La lectura enemiga por Ricardo Piglia


La calidad literaria de Sarmiento fue reconocida primero por sus enemigos. Una anécdota contada varias veces por el propio Sarmiento condensa la historia de esa recepción. Rosas, a quien le han enviado servilmente un ejemplar de Facundo, les dice a sus colaboradores: “Así se ataca, señores, a ver si alguno de ustedes es capaz de defenderme del mismo modo”. La lectura enemiga es la que mejor percibe, más allá de los contenidos, la eficacia retórica. La anécdota sobre la opinión de Rosas funda una tradición que se puede contraponer a la lectura liberal de Facundo (de la que las notas de Alsina son el primer ejemplo). Los nacionalistas han valorado la forma inigualable de los textos de Sarmiento. La tradición oficial, en cambio, ha canonizado la verdad de los contenidos y la lección histórica y política de la obra. Por supuesto que Sarmiento está mucho más cerca, en su concepción de la lengua y en su estilo, de los grandes prosistas del nacionalismo (Anzoátegui, Ibarguren, Irazusta, Sánchez Sorondo, Castellani) que de la deplorable tradición estilística de los ensayistas liberales que dicen ser sus discípulos (Mallea, Martínez Estrada, Murena, Isaacson).
Facundo es un caso claro (el más claro diría en toda la literatura argentina) de un texto escrito con una finalidad práctica y extraliteraria que ha ido ganando espacio en la literatura hasta convertirse en un clásico. Los procedimientos de construcción se han hecho más nítidos y han subordinado a los contenidos políticos y a las declaraciones ideológicas. Por una paradoja que es típica en la historia de la literatura este escritor panfletario y comprometido se ha convertido hoy en un escritor para escritores y el Facundo es un laboratorio de formas y de registros estilísticos y de resoluciones narrativas.
La lectura enemiga es una categoría clave en la historia del desplazamiento del Facundo de la política a la literatura. La lectura enemiga siempre lee otra cosa: no la verdad de la obra de Sarmiento, sino sus procesos de encubrimiento y de ficcionalización.
Si el político triunfa donde fracasa el artista, podemos decir que en la Argentina del siglo XIX la literatura sólo logra existir donde fracasa la política. De hecho, el eclipse político y la derrota están en el origen de las escrituras fundadoras de la literatura nacional. Facundo, El gaucho Martín Fierro, Una excursión a los indios ranqueles, las novelas de Eugenio Cambaceres fueron escritas en condiciones de libertad condicional o de autonomía forzada.
———
▶ **EJERCICIOS PROPUESTOS**:
1) En el texto sobre la lectura enemiga, ¿qué les dice Rosas a sus colaboradores tras recibir un ejemplar de Facundo?
2) Enumera los autores que el texto sobre la lectura enemiga menciona como grandes prosistas del nacionalismo.

▶ **Entradas guardadas**:
———
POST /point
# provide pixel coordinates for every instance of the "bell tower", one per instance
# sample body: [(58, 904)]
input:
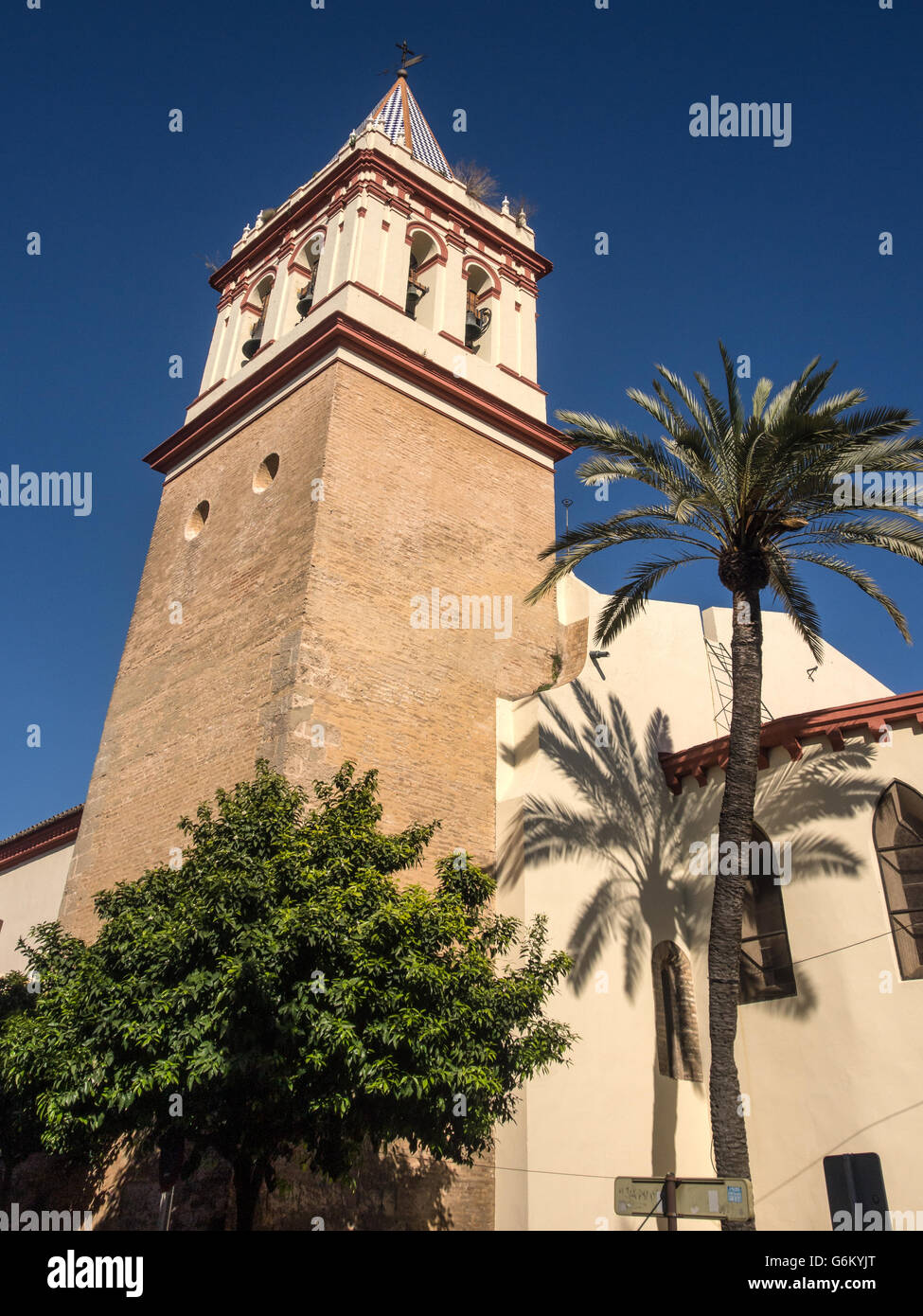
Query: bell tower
[(350, 517)]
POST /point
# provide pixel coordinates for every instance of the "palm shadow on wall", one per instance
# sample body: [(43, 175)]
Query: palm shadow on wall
[(630, 824)]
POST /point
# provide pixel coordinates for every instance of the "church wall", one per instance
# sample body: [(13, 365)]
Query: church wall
[(828, 1072), (29, 894), (196, 702)]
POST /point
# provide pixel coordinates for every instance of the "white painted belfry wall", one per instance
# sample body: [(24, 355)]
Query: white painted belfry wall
[(590, 836), (363, 273)]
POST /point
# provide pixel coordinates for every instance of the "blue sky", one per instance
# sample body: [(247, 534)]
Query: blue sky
[(585, 111)]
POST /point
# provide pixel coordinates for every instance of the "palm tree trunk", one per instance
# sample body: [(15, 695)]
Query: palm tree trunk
[(735, 827), (248, 1180)]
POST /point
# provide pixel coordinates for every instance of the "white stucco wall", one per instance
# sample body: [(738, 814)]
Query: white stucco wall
[(835, 1069), (29, 893)]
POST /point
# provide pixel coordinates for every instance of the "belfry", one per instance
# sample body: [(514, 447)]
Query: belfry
[(369, 429)]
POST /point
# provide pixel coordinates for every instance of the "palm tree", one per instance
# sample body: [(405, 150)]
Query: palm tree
[(754, 492)]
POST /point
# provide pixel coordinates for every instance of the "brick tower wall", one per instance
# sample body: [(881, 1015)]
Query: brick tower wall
[(296, 614)]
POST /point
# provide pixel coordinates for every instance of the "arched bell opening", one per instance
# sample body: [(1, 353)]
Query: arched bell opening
[(421, 272), (255, 334), (478, 316)]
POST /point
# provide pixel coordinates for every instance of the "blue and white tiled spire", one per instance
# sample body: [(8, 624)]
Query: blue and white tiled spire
[(399, 116)]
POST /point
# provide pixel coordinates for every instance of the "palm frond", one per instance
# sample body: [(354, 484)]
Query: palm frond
[(797, 601), (630, 599), (865, 583)]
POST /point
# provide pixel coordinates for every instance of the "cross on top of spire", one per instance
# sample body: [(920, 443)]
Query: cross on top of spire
[(399, 116)]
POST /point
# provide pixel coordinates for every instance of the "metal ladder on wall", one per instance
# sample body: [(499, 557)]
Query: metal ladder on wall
[(719, 661)]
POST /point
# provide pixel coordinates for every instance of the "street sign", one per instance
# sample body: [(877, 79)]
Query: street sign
[(697, 1199)]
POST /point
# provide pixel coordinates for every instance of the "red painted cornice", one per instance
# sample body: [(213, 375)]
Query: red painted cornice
[(37, 840), (272, 235), (789, 732), (340, 330)]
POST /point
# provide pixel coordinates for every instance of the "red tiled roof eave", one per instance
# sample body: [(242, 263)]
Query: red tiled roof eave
[(789, 732), (50, 834)]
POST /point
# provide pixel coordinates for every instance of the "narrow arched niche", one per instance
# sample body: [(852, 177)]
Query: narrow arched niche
[(265, 472), (196, 522)]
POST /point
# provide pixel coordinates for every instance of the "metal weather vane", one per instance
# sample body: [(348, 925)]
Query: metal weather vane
[(407, 58)]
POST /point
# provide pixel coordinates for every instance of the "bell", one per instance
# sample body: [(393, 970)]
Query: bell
[(414, 293)]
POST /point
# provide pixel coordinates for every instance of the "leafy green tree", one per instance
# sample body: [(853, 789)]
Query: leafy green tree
[(282, 991), (20, 1130), (754, 493)]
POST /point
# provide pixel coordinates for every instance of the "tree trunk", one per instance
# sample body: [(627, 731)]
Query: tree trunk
[(735, 827), (248, 1180)]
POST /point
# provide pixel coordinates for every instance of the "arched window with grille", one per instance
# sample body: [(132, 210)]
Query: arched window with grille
[(678, 1055), (765, 957), (896, 830)]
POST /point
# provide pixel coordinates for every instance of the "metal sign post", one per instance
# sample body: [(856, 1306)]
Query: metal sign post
[(684, 1199)]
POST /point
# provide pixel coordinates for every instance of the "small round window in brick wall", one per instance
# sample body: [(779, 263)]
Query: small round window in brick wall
[(266, 472), (196, 523)]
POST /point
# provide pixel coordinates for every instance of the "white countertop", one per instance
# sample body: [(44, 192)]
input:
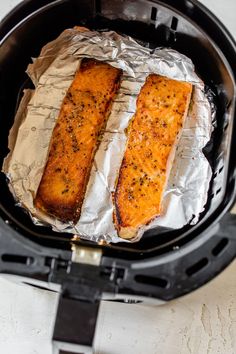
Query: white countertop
[(203, 322)]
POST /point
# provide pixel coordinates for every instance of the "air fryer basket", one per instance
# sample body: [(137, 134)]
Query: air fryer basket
[(164, 264)]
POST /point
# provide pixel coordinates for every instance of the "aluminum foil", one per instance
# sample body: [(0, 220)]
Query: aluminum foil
[(52, 73)]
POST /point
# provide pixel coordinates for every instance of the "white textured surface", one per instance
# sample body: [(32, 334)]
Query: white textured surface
[(203, 322)]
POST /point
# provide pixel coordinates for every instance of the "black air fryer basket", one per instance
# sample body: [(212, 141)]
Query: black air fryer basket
[(162, 265)]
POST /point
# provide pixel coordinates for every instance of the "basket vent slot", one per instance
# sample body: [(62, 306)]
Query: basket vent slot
[(220, 247), (15, 258), (195, 268), (154, 14), (153, 281)]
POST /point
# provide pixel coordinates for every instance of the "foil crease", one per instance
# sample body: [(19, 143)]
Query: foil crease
[(52, 73)]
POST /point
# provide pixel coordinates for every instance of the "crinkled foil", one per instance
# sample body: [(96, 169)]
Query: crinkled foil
[(52, 73)]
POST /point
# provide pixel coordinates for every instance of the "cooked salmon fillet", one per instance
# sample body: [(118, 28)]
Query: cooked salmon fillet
[(75, 138), (161, 108)]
———
▶ **RESPUESTAS POR TAREA**:
1) "Así se ataca, señores, a ver si alguno de ustedes es capaz de defenderme del mismo modo".

2) Anzoátegui, Ibarguren, Irazusta, Sánchez Sorondo, Castellani.